*** Sayfa Metni
Yargıtay Kararı 21. Hukuk Dairesi 2017/5550 E. 2018/8376 K. 19.11.2018 T.

YARGITAY KARARI
DAİRE : 21. Hukuk Dairesi
ESAS NO : 2017/5550
KARAR NO : 2018/8376
KARAR TARİHİ : 19.11.2018

MAHKEMESİ :İş Mahkemesi

TÜRK MİLLETİ ADINA
Davacı, iş kazası sonucu maluliyetinden doğan maddi ve manevi tazminatın ödetilmesine karar verilmesini istemiştir.
Mahkeme ilamında belirtildiği şekilde, isteğin kısmen kabulüne karar vermiştir.
Hükmün, davalı vekili tarafından temyiz edilmesi üzerine temyiz isteğinin süresinde olduğu anlaşıldıktan sonra düzenlenen raporla dosyadaki kağıtlar okundu, işin gereği düşünüldü ve aşağıdaki karar verildi.
K A R A R
1-Dosyadaki yazılara, toplanan delillere, hükmün dayandığı gerektirici nedenlere göre davalının aşağıdaki bendin kapsamı dışındaki diğer temyiz itirazlarının reddine,
2-Dava, zararlandırıcı sigorta olayı sonucu sürekli iş göremezliğe uğrayan sigortalının maddi ve manevi zararlarının giderilmesi istemine ilişkindir.
Mahkemece, maddi tazminat isteminin kabulüne, manevi tazminat isteminin ise kısmen kabulüne karar verilmiştir.
******
*** Verilen Veriler
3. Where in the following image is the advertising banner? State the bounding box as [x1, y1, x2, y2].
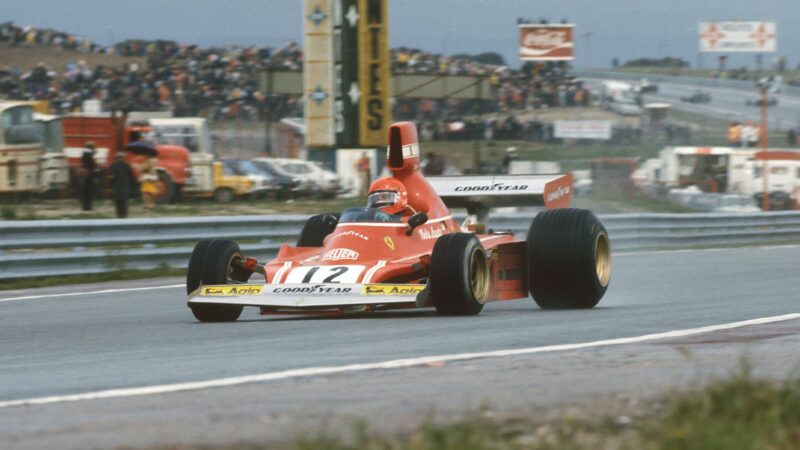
******
▸ **Hedef 1**: Yargıtay kararı metninin başlık bölümünde ardından iki nokta üst üste gelen alan adlarının hepsini sıralayın.
▸ **Hedef 2**: Yargıtay kararı metnindeki şu cümleyi İngilizceye çevirin: "Davacı, iş kazası sonucu maluliyetinden doğan maddi ve manevi tazminatın ödetilmesine karar verilmesini istemiştir."
▸ **Hedef 3**: Yargıtay kararı metninde "Mahkeme ilamında belirtildiği" sözlerinden aşağıya doğru "aşağıdaki karar verildi." sözlerine kadar olan her şeyi hiçbir değişiklik yapmadan kopyalayın.

▸ **Yazılı Yanıt 1**: DAİRE, ESAS NO, KARAR NO, KARAR TARİHİ, MAHKEMESİ

▸ **Yazılı Yanıt 2**: The plaintiff requested a ruling ordering the payment of pecuniary and non-pecuniary damages arising from the disability caused by a work accident.

▸ **Yazılı Yanıt 3**:
Mahkeme ilamında belirtildiği şekilde, isteğin kısmen kabulüne karar vermiştir.
Hükmün, davalı vekili tarafından temyiz edilmesi üzerine temyiz isteğinin süresinde olduğu anlaşıldıktan sonra düzenlenen raporla dosyadaki kağıtlar okundu, işin gereği düşünüldü ve aşağıdaki karar verildi.